Alabama Gov. Kay Ivey speaks during a news conference in Montgomery, Ala. on July 29, 2020.Kim Chandler / AP file

On vaccines, Alabama governor shifts away from 'common sense'

In late July, Alabama Gov. Kay Ivey said all the right things about Covid-19 vaccines. Alas, a lot can happen in three months.


By late July, Covid-19 was taking a severe toll in Alabama. Infection totals were starting to spike, state hospitals were filling, and death tolls were headed in a tragic direction. The state's Republican governor, Kay Ivey, publicly pleaded with Alabamans to do the smart and responsible thing.

"I want folks to get vaccinated. That's the cure. That prevents everything," Ivey told reporters on July 23. She added, "Let's get it done. And we know what it takes to get it done.... Folks [are] supposed to have common sense."

The governor went to assure the public that the vaccines are safe, effective, free, and life-saving.

"[I]t's time to start blaming the unvaccinated folks," Ivey concluded, adding, "It's the unvaccinated folks that are letting us down."

For those focused on ending the pandemic, her rhetoric was welcome and easy to applaud. Here was a conservative Republican governor in one of the nation's reddest states delivering an important message in plain terms. Even the Biden White House endorsed the Alabaman's message.

A lot can change in three months. The Associated Press reported this week:

Alabama Gov. Kay Ivey on Monday directed state agencies not to cooperate with the federal COVID-19 vaccine mandate, where possible, and instead help with the state's efforts to file a lawsuit challenging the vaccination requirements.... Ivey signed an executive order forbidding executive branch agencies — which include agencies such as Medicaid, Mental Health and Human Resources — from penalizing employees or businesses for non-compliance with the federal vaccine mandate. If federal law requires the penalty, Ivey directed the state entity to take steps to notify the affected business or individual that Alabama does not condone the penalty.

**EXERCISE TASKS:**
1: Answer these questions about the article on Alabama's governor and vaccines:
(a) On what date did Ivey tell reporters "I want folks to get vaccinated"?
(b) Which executive branch agencies does the article name as covered by Ivey's executive order?
(c) Which news organization reported the order?
2: Return the section of the article on Alabama's governor and vaccines from "Alabama Gov. Kay Ivey on" to "condone the penalty.", word for word.
3: Resume the article on Alabama's governor and vaccines, picking up after its last sentence.

**Point-per-instance localization data:**
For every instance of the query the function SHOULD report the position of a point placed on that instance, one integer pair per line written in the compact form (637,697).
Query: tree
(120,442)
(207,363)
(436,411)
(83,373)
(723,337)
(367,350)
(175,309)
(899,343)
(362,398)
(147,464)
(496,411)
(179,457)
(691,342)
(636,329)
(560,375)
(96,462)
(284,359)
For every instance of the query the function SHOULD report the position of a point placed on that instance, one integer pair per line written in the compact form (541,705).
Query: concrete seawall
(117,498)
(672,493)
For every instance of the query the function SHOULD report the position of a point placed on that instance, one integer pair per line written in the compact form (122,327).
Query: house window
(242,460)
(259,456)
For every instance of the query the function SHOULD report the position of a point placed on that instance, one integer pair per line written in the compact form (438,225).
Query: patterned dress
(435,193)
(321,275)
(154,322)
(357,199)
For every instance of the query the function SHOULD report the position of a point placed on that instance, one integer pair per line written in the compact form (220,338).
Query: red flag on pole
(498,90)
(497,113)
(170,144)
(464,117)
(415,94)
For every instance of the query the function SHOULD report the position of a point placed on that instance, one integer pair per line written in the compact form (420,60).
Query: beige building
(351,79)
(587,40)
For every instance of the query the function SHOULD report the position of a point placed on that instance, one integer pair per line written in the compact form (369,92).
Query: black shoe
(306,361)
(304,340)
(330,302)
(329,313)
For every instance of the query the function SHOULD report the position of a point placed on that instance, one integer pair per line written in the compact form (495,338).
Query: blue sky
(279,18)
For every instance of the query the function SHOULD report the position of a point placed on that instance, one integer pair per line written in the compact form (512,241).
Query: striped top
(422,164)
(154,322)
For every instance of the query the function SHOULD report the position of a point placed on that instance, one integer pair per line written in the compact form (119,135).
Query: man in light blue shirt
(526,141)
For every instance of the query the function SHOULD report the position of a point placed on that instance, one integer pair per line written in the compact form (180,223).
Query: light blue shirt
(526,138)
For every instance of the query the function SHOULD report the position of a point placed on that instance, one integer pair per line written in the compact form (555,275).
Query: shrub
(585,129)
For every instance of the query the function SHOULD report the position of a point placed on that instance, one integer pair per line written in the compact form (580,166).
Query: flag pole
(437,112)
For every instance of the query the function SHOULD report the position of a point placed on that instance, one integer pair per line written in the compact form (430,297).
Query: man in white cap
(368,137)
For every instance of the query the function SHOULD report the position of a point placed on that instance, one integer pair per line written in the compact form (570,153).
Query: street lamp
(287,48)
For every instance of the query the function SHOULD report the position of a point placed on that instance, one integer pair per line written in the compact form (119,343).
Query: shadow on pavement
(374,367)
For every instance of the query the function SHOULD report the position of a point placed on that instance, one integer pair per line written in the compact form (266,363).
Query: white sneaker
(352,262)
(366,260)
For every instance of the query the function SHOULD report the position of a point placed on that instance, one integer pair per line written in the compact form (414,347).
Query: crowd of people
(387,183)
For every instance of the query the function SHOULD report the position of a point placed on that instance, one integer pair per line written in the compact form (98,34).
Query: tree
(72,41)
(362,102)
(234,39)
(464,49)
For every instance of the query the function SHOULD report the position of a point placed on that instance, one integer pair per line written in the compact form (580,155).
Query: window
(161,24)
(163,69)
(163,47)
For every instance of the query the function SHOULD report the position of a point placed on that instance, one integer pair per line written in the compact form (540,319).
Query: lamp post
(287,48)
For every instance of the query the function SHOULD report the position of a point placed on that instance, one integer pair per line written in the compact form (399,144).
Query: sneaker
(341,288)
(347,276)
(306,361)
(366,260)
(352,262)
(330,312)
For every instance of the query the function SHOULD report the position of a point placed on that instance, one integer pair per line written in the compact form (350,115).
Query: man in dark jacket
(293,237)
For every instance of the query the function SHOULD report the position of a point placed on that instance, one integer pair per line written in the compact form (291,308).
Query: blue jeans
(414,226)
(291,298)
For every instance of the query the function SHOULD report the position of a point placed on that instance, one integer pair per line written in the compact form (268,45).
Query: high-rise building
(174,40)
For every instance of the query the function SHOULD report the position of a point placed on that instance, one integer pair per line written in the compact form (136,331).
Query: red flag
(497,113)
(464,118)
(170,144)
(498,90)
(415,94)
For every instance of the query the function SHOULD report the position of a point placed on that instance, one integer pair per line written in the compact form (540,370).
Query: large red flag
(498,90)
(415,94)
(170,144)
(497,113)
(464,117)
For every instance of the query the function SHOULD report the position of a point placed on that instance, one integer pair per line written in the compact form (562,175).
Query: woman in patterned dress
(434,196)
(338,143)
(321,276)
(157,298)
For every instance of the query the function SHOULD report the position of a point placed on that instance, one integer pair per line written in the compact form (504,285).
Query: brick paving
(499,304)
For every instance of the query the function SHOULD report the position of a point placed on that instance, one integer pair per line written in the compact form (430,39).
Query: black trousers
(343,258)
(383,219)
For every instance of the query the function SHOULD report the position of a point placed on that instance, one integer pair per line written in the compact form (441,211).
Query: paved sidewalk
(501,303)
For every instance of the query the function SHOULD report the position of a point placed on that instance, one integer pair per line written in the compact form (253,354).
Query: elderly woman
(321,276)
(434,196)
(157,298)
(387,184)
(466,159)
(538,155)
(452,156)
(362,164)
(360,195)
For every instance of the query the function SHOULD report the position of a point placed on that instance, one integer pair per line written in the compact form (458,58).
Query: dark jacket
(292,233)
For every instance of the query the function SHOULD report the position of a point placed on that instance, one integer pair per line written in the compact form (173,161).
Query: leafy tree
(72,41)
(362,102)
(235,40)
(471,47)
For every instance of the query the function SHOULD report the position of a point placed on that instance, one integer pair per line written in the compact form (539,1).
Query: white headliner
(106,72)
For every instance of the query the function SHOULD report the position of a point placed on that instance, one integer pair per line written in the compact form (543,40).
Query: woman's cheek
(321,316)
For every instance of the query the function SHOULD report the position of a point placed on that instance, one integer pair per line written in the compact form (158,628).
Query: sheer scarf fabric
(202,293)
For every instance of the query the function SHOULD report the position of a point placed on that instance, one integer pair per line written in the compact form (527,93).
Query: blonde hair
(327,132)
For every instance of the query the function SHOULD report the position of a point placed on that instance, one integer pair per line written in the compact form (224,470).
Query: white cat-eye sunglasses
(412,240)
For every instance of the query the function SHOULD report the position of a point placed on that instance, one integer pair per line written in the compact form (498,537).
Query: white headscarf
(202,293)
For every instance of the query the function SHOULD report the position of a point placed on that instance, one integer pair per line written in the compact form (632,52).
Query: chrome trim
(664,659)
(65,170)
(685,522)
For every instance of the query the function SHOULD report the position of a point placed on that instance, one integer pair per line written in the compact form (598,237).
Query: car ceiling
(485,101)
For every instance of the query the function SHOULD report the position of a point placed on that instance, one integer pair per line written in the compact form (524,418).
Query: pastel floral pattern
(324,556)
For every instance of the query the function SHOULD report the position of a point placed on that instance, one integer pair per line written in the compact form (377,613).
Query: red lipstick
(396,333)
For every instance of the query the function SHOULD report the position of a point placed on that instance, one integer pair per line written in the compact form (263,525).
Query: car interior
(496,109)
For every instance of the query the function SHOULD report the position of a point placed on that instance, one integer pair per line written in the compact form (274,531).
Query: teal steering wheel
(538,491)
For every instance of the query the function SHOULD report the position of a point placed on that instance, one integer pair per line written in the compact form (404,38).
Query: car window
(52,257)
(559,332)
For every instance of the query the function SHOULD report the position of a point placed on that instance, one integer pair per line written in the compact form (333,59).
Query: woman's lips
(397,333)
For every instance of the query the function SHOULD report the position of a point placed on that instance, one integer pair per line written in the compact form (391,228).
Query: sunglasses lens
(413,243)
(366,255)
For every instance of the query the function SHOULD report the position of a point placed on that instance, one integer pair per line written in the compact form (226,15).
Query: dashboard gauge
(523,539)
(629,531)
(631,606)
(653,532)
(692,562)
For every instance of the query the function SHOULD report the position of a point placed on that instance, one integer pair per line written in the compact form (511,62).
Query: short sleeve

**PER-TASK ANSWERS:**
1:
(a) July 23.
(b) Medicaid, Mental Health and Human Resources.
(c) The Associated Press.

2:
Alabama Gov. Kay Ivey on Monday directed state agencies not to cooperate with the federal COVID-19 vaccine mandate, where possible, and instead help with the state's efforts to file a lawsuit challenging the vaccination requirements.... Ivey signed an executive order forbidding executive branch agencies — which include agencies such as Medicaid, Mental Health and Human Resources — from penalizing employees or businesses for non-compliance with the federal vaccine mandate. If federal law requires the penalty, Ivey directed the state entity to take steps to notify the affected business or individual that Alabama does not condone the penalty.

3:
It's a bit jarring to compare the governor's competing approaches. In July, Ivey couldn't have been more enthusiastic about vaccines. It was "common sense." It was "time to start blaming" those who resisted — because they were letting Alabama down.

But in October, confronted with a stubborn pandemic and evidence that vaccine requirements are effective, Ivey is going to great lengths to make sure her state resists the White House's vaccine policy in every way possible.

The AP report added:

In a statement Monday, the Alabama Democratic Party said vaccine mandates are "nothing new," noting that states and the federal governments mandate a number of things to protect people — including seat belts, restaurant inspections and numerous other vaccinations that are required to go to school or join the military. "What's wrong with a mandate that protects public health and keeps our hospitals from overcrowding?" the party stated.

That need not be a rhetorical question.